### Task statement
Report every line of the data where the string "below" appears.

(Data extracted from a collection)
--------

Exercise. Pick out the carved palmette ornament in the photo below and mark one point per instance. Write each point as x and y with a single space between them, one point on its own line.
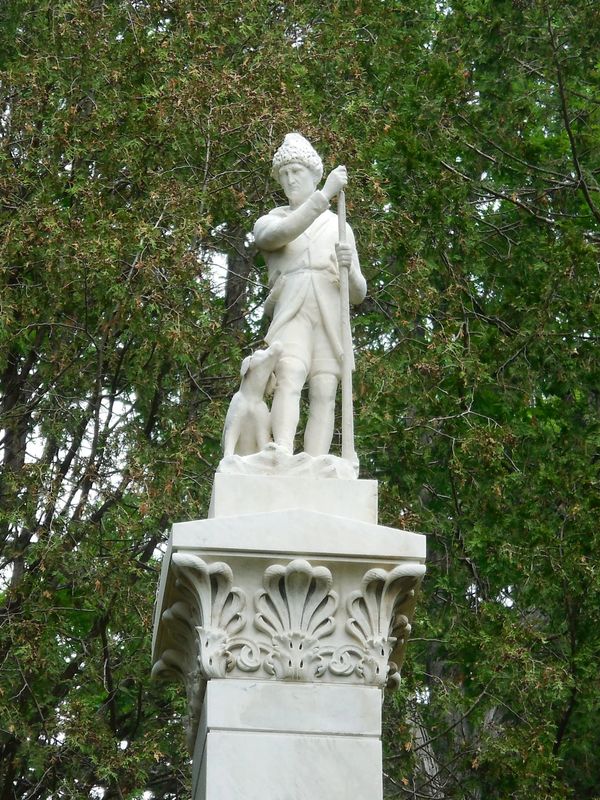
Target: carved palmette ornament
295 609
379 617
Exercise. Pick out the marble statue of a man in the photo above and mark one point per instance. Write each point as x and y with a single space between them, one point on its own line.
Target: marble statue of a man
299 242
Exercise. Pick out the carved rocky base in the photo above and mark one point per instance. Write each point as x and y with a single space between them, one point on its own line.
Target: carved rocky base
275 461
293 597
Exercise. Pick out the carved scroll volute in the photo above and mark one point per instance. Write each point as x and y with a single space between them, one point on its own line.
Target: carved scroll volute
199 628
296 610
379 617
215 609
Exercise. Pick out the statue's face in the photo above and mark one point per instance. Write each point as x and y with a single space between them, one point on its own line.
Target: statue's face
298 182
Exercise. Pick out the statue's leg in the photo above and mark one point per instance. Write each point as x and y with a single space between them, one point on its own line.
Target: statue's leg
285 409
319 428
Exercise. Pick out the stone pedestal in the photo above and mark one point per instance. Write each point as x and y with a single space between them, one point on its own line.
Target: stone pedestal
285 613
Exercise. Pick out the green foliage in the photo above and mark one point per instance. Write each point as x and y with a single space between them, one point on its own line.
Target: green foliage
135 140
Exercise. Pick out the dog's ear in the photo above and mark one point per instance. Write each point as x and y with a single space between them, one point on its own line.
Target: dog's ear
246 365
271 384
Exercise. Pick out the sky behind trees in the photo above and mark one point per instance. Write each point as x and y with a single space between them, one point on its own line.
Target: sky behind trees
135 147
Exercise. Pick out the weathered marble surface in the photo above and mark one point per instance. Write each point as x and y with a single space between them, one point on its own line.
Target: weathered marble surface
286 595
288 741
314 274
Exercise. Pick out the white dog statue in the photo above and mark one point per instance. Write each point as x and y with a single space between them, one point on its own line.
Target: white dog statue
248 422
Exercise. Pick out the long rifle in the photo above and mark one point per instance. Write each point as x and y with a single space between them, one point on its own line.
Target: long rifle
348 452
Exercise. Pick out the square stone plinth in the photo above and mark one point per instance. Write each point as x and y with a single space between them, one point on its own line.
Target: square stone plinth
250 494
284 741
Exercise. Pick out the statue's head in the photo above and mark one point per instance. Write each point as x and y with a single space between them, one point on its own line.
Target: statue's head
297 150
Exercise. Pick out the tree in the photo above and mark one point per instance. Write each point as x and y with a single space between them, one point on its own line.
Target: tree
135 139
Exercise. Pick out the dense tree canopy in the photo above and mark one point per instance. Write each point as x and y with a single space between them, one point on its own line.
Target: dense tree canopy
135 141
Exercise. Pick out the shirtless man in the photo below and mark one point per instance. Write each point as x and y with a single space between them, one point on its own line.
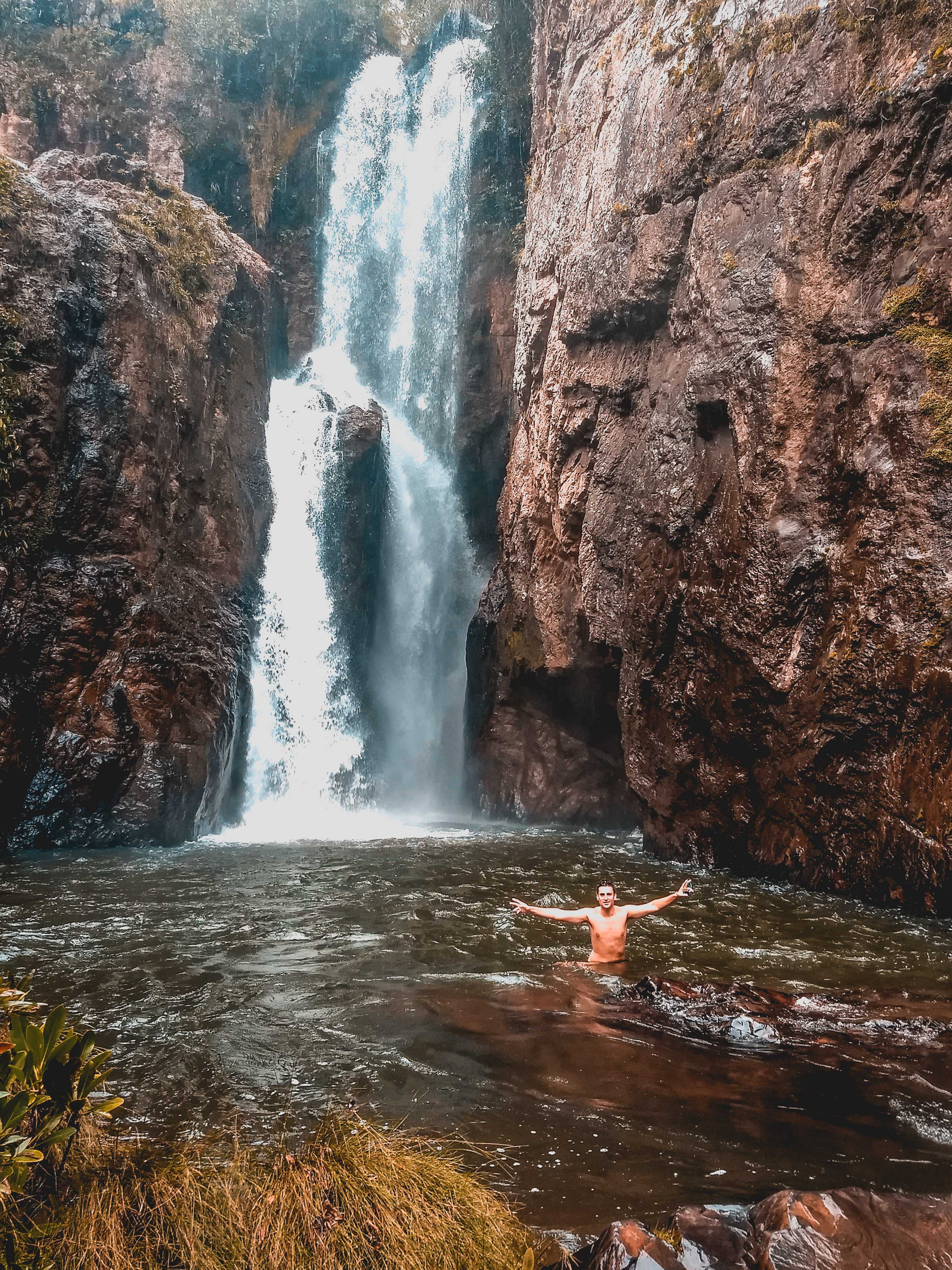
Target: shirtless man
609 924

--------

### Reply
Exercise. Pick out the carved palmette ornament in the photo below and mark one point per instance. Write each point as x and y with a single space between them, one point on its own line.
Exercise. Pick out the shirtless man in the photo below and mark one point per instance. Write each point as x and y with a single space between them, one point on its own line.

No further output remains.